>> START Data section
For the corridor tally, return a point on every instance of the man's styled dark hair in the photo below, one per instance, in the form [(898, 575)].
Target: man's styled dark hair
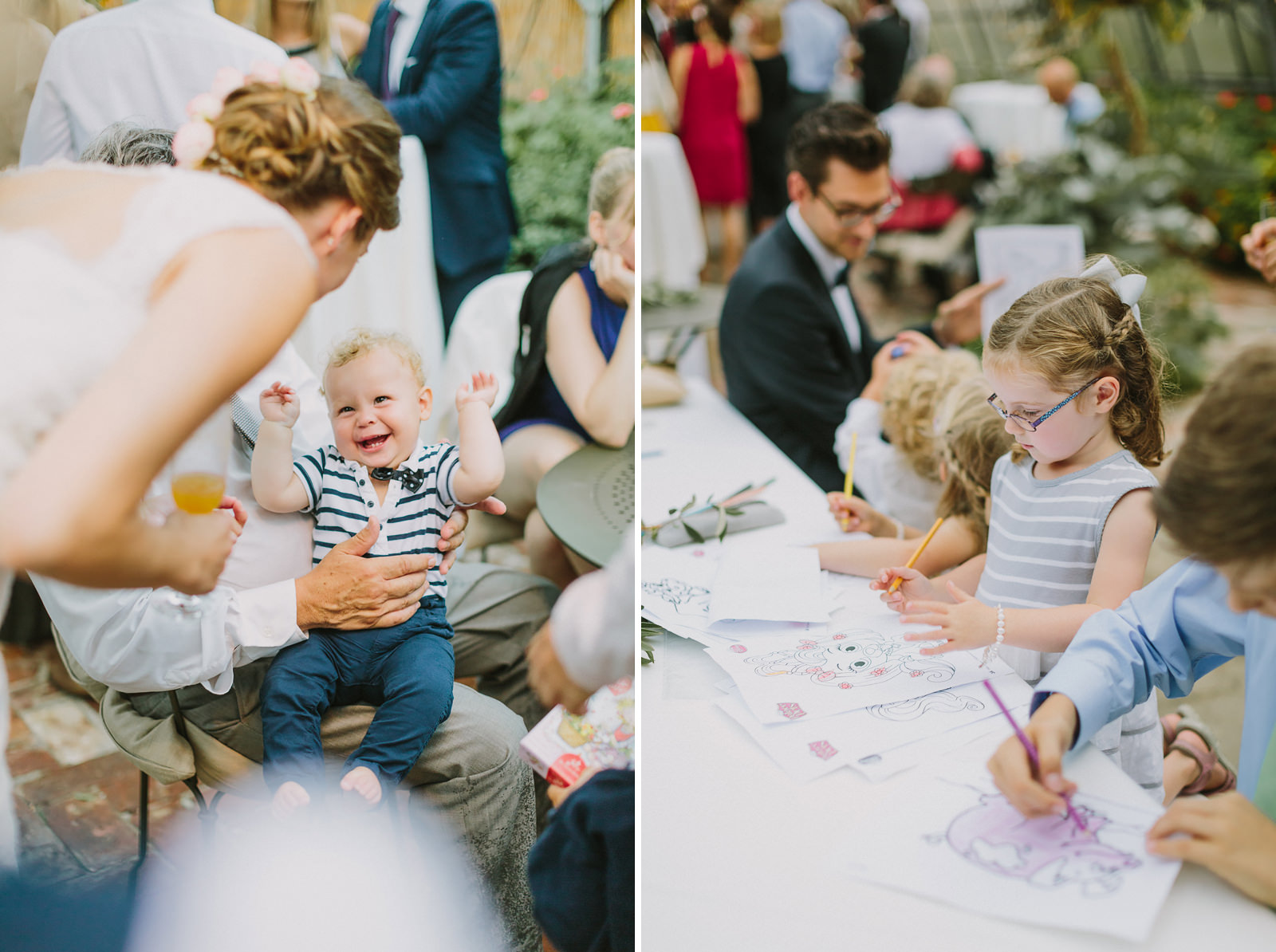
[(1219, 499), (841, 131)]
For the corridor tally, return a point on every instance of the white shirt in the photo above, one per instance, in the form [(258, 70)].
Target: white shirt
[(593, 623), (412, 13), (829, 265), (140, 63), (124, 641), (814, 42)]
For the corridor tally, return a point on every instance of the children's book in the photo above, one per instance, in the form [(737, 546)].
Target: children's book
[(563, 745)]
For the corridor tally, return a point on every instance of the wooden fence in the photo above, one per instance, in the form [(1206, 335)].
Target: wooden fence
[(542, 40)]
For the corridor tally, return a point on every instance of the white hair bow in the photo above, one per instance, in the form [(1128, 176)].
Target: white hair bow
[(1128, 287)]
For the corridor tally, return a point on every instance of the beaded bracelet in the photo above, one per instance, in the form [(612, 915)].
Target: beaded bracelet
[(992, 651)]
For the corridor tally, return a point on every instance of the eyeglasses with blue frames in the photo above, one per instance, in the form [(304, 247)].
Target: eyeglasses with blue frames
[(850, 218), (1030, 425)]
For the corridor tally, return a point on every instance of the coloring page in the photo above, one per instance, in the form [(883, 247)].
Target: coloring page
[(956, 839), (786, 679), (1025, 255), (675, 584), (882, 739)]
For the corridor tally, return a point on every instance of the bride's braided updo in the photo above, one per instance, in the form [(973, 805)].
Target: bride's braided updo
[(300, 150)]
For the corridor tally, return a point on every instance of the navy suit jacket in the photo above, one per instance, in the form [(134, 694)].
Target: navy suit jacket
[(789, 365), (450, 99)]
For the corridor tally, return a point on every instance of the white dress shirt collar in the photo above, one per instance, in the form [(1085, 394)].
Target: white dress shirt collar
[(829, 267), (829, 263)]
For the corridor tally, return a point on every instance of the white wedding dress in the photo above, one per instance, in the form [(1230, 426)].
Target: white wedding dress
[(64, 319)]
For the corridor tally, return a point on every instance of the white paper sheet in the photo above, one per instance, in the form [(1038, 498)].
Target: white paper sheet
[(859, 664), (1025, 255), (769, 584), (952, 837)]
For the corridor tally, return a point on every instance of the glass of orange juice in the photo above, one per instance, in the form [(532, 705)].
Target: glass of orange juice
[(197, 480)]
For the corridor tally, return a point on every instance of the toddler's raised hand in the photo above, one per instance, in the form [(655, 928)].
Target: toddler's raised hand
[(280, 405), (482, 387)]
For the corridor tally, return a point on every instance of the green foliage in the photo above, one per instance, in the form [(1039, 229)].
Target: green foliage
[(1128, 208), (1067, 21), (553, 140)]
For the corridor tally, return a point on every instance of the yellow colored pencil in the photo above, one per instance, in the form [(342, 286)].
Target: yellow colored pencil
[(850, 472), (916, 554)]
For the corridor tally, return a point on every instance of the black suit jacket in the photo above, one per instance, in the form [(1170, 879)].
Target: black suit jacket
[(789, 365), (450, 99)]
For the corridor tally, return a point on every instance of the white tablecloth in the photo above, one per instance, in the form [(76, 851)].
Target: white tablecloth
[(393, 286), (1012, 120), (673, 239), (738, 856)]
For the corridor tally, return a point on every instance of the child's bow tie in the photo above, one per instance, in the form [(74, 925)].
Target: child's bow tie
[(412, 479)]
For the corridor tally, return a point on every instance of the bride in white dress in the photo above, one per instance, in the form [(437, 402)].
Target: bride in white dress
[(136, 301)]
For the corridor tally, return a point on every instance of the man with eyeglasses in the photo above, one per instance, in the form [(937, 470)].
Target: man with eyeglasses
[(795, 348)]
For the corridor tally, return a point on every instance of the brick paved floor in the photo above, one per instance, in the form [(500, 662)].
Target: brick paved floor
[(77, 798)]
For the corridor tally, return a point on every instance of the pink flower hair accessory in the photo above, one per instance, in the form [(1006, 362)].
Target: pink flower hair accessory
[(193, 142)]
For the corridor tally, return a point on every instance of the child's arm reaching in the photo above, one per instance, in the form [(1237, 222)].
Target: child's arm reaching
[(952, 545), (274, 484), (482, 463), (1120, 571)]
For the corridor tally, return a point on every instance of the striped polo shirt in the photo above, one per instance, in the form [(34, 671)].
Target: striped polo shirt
>> END Data section
= Problem to solve =
Rewrite the material from the line containing "form [(304, 247)]." through the line containing "[(829, 267), (829, 263)]", both included and the requests kept in, adjusting every coordinate in the answer point lists by -91. Leave the requests and their sample coordinates unchanged.

= Task response =
For the corridor tally, return a point on every instance of the eyeglasses with blue frames in the photo above, one per instance, in the form [(304, 247)].
Target: eyeglasses with blue frames
[(759, 127), (939, 334)]
For the corridor tally, return a point on every instance of the coloring page in the photo above, one per instance, in the form [(883, 247)].
Target: coloring page
[(865, 748), (695, 588), (934, 164), (584, 493), (791, 648)]
For the corridor tally, return a point on every instance of the bride's braided updo in the photo above, one per instance, in the form [(973, 805)].
Target: bride's braided updo
[(209, 59)]
For the corridor tally, return a point on every instance of the navy suit jacket in the photo above, one per instance, in the form [(134, 694)].
Target: navy suit jacket
[(698, 274), (359, 8)]
For the corridor tally, return a point on every instance of the white dress shirt collar in the photo above, one per instance, in the form [(1085, 394)].
Target: white dress shirt collar
[(738, 176), (738, 172)]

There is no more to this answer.